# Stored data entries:

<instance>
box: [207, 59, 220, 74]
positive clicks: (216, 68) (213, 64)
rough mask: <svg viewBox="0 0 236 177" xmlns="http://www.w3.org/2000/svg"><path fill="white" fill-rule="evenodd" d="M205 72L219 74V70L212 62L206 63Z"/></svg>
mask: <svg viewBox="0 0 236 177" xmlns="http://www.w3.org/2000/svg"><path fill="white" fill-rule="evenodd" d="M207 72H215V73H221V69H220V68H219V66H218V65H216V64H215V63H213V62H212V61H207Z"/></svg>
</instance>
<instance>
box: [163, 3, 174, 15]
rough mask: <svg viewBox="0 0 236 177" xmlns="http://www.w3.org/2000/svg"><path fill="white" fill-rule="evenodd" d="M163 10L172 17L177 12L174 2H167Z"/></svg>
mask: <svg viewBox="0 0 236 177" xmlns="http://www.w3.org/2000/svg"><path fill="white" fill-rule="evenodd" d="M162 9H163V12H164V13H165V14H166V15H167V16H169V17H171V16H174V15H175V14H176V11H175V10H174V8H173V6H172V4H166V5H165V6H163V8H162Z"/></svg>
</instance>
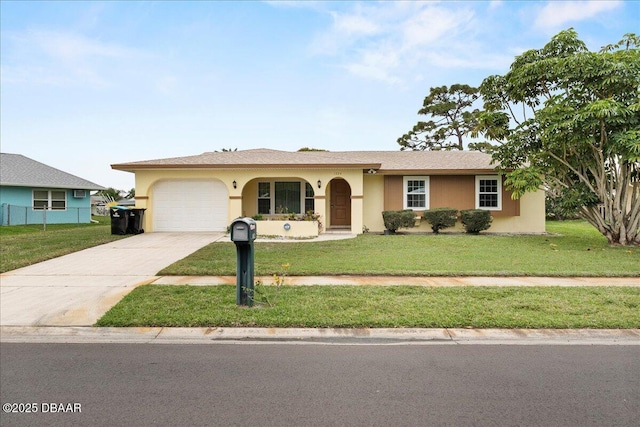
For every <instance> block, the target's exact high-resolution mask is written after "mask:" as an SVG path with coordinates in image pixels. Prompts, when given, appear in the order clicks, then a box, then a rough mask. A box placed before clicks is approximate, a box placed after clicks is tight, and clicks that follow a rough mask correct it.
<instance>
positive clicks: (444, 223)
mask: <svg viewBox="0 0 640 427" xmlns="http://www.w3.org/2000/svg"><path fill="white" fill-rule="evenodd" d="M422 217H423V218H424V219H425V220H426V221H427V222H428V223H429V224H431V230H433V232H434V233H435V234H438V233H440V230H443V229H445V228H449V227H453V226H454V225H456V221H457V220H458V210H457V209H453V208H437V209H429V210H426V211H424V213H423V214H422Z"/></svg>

# Work item:
Without including the pictures, reproduce all entries exactly.

# Response:
<instance>
box: [207, 59, 220, 74]
positive clicks: (216, 68) (213, 64)
rough mask: <svg viewBox="0 0 236 177" xmlns="http://www.w3.org/2000/svg"><path fill="white" fill-rule="evenodd" d="M205 72L219 74V70L212 62L206 63Z"/></svg>
mask: <svg viewBox="0 0 236 177" xmlns="http://www.w3.org/2000/svg"><path fill="white" fill-rule="evenodd" d="M207 72H215V73H221V69H220V68H219V66H218V65H216V64H215V63H213V62H212V61H207Z"/></svg>
</instance>
<instance>
box: [163, 3, 174, 15]
rough mask: <svg viewBox="0 0 236 177" xmlns="http://www.w3.org/2000/svg"><path fill="white" fill-rule="evenodd" d="M163 10L172 17L177 12L174 2H167Z"/></svg>
mask: <svg viewBox="0 0 236 177" xmlns="http://www.w3.org/2000/svg"><path fill="white" fill-rule="evenodd" d="M162 9H163V12H164V13H165V14H166V15H167V16H169V17H171V16H174V15H175V14H176V11H175V10H174V8H173V6H172V4H166V5H165V6H163V8H162Z"/></svg>
</instance>
For every <instance> block, the target's exact high-resolution mask is written after "mask:" as an SVG path with coordinates in image pixels. Prompts, when given, appear in the order clicks, then a box, then a rough mask. A box placed before clicks is approximate, a box placed after clicks is tight, and clicks that follow a rough mask correct it.
<instance>
positive clicks: (444, 223)
mask: <svg viewBox="0 0 640 427" xmlns="http://www.w3.org/2000/svg"><path fill="white" fill-rule="evenodd" d="M422 217H423V218H424V219H425V220H426V221H427V222H428V223H429V224H431V230H433V232H434V233H435V234H438V233H440V230H443V229H445V228H449V227H453V226H454V225H456V221H457V220H458V210H457V209H453V208H437V209H429V210H426V211H424V213H423V214H422Z"/></svg>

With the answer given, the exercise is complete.